#### [What is asked]
Extract every line of the material below that contains the string "grass". Treat the match as case-sensitive.

(Excerpts from a point labeling dataset)
========================================================================

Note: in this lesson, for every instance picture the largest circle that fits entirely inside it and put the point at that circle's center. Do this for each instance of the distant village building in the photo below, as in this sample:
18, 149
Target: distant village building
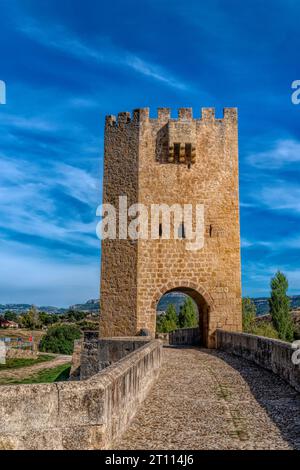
8, 323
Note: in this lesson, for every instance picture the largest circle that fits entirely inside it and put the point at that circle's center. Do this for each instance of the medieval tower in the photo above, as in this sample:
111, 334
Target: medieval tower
173, 161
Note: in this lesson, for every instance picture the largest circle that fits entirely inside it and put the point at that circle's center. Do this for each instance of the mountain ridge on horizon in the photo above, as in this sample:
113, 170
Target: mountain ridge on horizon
92, 305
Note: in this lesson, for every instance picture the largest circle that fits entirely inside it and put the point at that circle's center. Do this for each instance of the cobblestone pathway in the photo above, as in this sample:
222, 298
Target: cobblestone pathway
210, 400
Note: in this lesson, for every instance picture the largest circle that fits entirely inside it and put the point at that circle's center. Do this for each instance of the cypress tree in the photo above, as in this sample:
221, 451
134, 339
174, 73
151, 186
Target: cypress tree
280, 307
187, 316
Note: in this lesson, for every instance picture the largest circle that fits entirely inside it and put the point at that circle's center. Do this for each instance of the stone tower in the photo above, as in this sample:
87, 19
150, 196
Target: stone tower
173, 161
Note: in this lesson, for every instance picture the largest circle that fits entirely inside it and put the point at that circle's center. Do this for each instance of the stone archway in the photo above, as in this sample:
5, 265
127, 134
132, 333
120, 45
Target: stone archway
202, 299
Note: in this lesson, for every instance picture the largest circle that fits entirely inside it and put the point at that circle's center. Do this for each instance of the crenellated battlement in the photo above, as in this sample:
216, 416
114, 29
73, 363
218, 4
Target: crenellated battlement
164, 115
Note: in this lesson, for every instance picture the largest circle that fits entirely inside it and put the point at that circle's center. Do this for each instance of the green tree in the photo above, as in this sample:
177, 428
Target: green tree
10, 316
264, 328
249, 314
280, 307
60, 339
168, 321
47, 319
31, 319
187, 316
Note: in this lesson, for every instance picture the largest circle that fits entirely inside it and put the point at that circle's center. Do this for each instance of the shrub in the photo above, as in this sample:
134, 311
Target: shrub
264, 328
187, 316
168, 321
60, 339
280, 307
249, 314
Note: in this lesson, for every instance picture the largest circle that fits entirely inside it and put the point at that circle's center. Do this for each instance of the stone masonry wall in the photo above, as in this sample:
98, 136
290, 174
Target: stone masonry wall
269, 353
150, 268
97, 354
78, 415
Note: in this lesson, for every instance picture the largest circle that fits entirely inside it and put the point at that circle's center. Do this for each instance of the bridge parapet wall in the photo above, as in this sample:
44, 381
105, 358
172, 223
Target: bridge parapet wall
78, 415
272, 354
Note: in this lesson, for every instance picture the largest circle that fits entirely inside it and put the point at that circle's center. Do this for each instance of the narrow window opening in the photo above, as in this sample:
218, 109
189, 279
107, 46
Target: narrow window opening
181, 231
176, 151
160, 230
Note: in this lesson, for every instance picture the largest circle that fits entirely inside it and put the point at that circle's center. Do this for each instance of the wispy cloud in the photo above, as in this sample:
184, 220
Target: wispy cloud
28, 204
282, 152
60, 39
280, 196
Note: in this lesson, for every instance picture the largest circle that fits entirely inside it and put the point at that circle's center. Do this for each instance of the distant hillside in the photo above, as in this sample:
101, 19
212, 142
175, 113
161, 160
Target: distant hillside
92, 305
262, 304
89, 306
176, 298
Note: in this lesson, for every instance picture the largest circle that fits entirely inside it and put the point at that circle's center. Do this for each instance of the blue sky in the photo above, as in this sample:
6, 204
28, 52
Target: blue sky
68, 64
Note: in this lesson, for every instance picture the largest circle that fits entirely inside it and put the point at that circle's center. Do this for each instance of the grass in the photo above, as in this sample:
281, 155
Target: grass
20, 362
22, 333
56, 374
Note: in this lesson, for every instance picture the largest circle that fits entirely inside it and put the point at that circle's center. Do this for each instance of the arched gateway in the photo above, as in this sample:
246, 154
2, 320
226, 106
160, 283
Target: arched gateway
163, 162
203, 301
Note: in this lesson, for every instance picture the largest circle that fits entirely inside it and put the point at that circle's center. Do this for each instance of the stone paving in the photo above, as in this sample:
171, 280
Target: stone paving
207, 399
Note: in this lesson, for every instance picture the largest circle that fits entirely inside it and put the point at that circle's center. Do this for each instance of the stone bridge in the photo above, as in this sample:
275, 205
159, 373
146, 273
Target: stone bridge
208, 399
242, 395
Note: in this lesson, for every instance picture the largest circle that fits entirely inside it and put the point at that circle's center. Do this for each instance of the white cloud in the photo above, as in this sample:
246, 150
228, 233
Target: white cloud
62, 40
27, 276
281, 196
282, 152
28, 206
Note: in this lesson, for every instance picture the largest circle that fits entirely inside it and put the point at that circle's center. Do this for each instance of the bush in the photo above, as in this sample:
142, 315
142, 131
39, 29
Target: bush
264, 328
60, 339
280, 307
249, 314
187, 315
168, 321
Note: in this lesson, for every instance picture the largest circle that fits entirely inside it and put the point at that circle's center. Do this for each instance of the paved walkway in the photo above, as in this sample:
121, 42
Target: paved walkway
23, 372
210, 400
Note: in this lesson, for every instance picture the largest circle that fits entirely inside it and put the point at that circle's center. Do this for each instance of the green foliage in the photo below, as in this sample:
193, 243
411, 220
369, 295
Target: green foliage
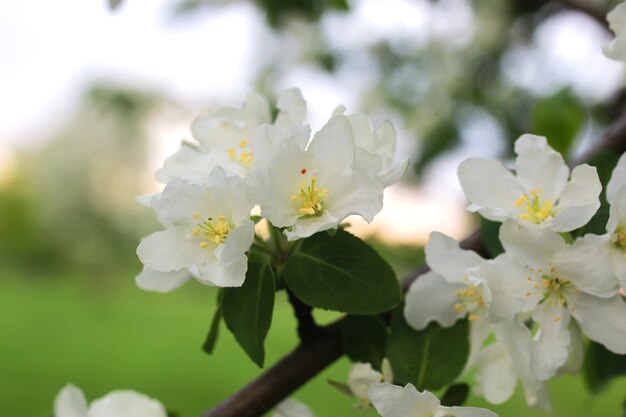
364, 339
214, 330
604, 161
559, 118
602, 365
341, 273
248, 309
431, 358
455, 395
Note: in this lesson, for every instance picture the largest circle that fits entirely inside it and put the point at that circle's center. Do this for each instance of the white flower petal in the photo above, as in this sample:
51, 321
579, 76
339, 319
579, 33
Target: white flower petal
360, 377
579, 200
292, 408
587, 264
394, 401
509, 290
70, 402
538, 166
490, 188
549, 349
170, 250
126, 404
533, 245
618, 177
151, 280
431, 298
216, 274
496, 375
601, 319
445, 257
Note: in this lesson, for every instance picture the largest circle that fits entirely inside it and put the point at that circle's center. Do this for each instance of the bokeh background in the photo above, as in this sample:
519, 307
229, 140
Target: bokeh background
93, 97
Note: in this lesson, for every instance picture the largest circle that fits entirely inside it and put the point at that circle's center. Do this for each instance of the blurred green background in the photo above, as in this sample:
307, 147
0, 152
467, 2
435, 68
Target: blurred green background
457, 78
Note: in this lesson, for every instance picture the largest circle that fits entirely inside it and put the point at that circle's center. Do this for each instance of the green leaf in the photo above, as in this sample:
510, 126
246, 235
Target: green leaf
248, 309
114, 4
364, 339
455, 395
490, 236
559, 118
602, 365
431, 358
211, 339
604, 162
342, 273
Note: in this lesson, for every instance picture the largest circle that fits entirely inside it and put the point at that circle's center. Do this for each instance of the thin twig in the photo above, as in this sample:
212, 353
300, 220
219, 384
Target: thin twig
314, 355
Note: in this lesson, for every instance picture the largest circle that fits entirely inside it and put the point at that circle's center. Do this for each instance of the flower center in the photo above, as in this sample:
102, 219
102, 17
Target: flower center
470, 300
534, 211
243, 155
211, 230
311, 198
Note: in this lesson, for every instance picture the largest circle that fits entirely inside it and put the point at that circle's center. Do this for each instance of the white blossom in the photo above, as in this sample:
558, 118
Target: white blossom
394, 401
617, 22
208, 233
539, 193
308, 190
71, 402
540, 274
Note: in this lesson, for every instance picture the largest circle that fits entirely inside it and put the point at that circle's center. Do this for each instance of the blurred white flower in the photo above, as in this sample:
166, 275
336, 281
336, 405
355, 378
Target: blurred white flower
394, 401
208, 233
539, 193
617, 22
314, 189
70, 402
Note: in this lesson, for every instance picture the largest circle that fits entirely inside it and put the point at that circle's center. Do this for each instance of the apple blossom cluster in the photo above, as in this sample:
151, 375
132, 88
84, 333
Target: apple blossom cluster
529, 307
240, 159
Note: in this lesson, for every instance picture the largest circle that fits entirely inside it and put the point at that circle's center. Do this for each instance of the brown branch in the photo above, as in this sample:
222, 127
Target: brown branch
312, 356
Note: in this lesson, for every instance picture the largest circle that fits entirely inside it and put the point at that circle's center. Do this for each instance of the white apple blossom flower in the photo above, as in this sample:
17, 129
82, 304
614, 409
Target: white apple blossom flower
542, 275
292, 408
225, 138
375, 147
208, 233
314, 189
539, 193
71, 402
362, 375
394, 401
617, 22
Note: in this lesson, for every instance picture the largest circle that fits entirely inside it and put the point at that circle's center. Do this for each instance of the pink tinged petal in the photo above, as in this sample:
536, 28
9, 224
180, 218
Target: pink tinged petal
533, 245
126, 404
444, 256
550, 344
464, 412
333, 146
540, 167
292, 408
432, 298
394, 401
237, 243
510, 291
601, 319
221, 275
515, 338
170, 250
495, 377
617, 212
70, 402
587, 264
491, 189
618, 177
151, 280
579, 200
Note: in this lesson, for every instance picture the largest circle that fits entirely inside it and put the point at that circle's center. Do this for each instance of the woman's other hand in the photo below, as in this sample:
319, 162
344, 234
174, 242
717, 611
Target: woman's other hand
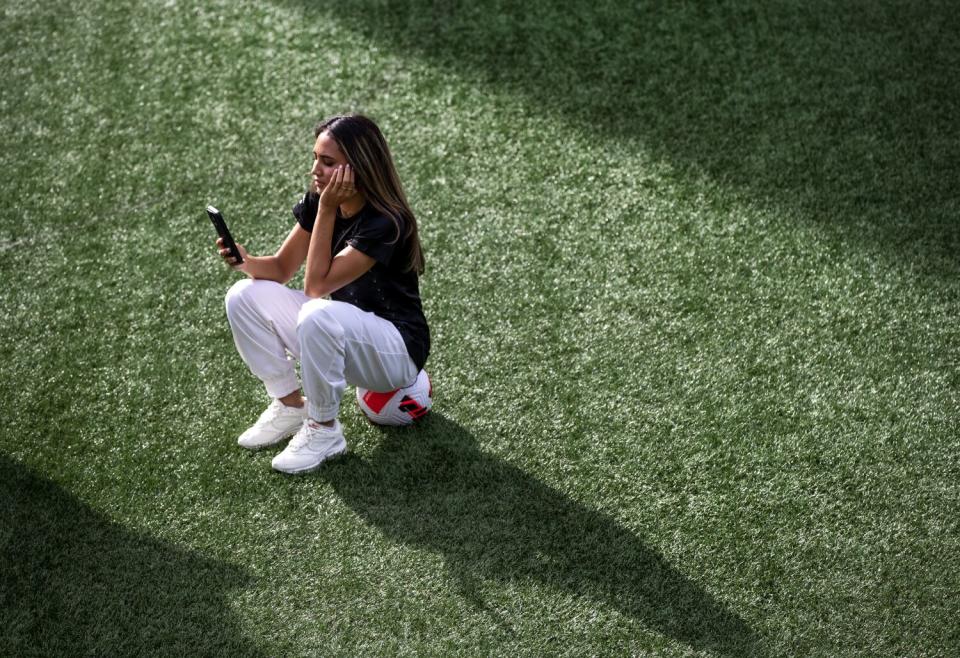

========================================================================

#### [Exercise response]
Note: in this lesson, for every instance picture the largest circle that fits entirely inside it and put the point at that circle's center. Do this for each instance of the grass in the photo above, as in this sample:
Target: grass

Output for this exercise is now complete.